这里我们只分析ActiveState的逻辑,ActiveState是抽象类HAStae的一个实现:

// Active#enterState
@Override
public void enterState(HAContext context) throws ServiceFailedException {
    try {
        // 继续跟进到NameNode的startActiveServices方法
        context.startActiveServices();
    } catch (IOException e) {
        throw new ServiceFailedException("Failed to start active services", e);
    }
}

// NameNode#startActiveServices
@Override
public void startActiveServices() throws IOException {
    try {
        // 继续跟进
        namesystem.startActiveServices();
        startTrashEmptier(getConf());
    } catch (Throwable t) {
        doImmediateShutdown(t);
    }
}

下文是FSNamesystem#startActiveServices

/**
 * Start services required in active state
 * @throws IOException
 */
void startActiveServices() throws IOException {
    startingActiveService = true;
    LOG.info("Starting services required for active state");
    writeLock();
    try {
        // 获取editLog,其中涉及的FsImage在FSNamesystem初始化时填充,而FSNamesystem则在NameNode初始化时loadNamesystem完成
        FSEditLog editLog = getFSImage().getEditLog();

        /**
       * 判断FSEditLog的state是否是IN_SEGMENT(nn刚启动)或者BETWEEN_LOG_SEGMENT(nn刚从standby状态转换过来)

■ **轮廓标注记录**
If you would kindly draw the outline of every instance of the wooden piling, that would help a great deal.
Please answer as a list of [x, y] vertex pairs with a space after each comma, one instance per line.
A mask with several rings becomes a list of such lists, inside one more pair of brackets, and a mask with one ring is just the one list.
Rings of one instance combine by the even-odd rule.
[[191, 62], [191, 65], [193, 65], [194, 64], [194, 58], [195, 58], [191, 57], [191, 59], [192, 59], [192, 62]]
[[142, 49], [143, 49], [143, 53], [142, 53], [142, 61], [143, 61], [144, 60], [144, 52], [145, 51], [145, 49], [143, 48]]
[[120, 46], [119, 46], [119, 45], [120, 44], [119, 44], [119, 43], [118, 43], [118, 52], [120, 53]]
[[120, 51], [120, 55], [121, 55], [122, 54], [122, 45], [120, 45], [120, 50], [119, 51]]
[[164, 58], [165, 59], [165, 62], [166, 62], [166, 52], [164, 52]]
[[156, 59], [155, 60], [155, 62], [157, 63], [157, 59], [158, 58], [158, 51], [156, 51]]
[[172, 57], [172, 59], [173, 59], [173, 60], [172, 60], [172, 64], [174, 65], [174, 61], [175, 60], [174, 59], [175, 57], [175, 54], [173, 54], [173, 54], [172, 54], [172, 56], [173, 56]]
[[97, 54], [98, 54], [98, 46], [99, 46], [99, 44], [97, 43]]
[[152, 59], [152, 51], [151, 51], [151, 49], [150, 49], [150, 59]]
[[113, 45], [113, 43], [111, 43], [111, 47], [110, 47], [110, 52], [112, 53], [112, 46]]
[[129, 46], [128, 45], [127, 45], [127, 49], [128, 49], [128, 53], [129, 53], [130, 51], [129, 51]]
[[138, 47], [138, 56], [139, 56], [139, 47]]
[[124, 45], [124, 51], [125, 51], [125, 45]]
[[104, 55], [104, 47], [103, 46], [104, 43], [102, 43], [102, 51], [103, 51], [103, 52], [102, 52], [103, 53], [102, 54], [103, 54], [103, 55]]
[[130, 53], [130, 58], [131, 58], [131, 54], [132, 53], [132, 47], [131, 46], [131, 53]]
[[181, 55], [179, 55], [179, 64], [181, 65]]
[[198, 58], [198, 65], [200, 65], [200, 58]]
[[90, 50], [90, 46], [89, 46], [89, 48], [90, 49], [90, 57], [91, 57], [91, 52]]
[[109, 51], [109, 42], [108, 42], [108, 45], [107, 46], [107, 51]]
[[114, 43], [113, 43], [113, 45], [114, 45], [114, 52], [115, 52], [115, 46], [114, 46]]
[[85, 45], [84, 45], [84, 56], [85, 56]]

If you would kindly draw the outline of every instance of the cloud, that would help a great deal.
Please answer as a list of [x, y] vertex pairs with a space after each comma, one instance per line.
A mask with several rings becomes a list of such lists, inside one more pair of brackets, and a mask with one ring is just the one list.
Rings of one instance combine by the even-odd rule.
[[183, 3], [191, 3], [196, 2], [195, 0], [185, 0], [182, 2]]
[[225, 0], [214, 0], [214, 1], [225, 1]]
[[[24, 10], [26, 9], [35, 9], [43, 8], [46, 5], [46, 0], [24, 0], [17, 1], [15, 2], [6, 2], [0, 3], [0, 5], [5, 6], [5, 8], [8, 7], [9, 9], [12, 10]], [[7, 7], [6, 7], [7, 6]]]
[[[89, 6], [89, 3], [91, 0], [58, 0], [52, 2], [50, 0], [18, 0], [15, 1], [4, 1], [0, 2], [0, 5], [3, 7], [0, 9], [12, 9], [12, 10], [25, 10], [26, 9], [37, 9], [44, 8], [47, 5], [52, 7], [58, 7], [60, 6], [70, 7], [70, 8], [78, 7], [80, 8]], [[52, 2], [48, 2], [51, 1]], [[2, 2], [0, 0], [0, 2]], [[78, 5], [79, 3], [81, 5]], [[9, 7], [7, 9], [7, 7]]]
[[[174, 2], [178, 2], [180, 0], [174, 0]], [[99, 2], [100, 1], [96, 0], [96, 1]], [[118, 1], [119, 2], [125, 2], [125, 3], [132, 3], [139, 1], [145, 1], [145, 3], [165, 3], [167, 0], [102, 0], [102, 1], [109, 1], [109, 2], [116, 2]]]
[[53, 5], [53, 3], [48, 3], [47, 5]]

■ **待办任务**
请列出这段关于ActiveState源码分析的文本中所有以"类名#方法名"形式写出的方法标识。

■ **本题答案**
Active#enterState、NameNode#startActiveServices、FSNamesystem#startActiveServices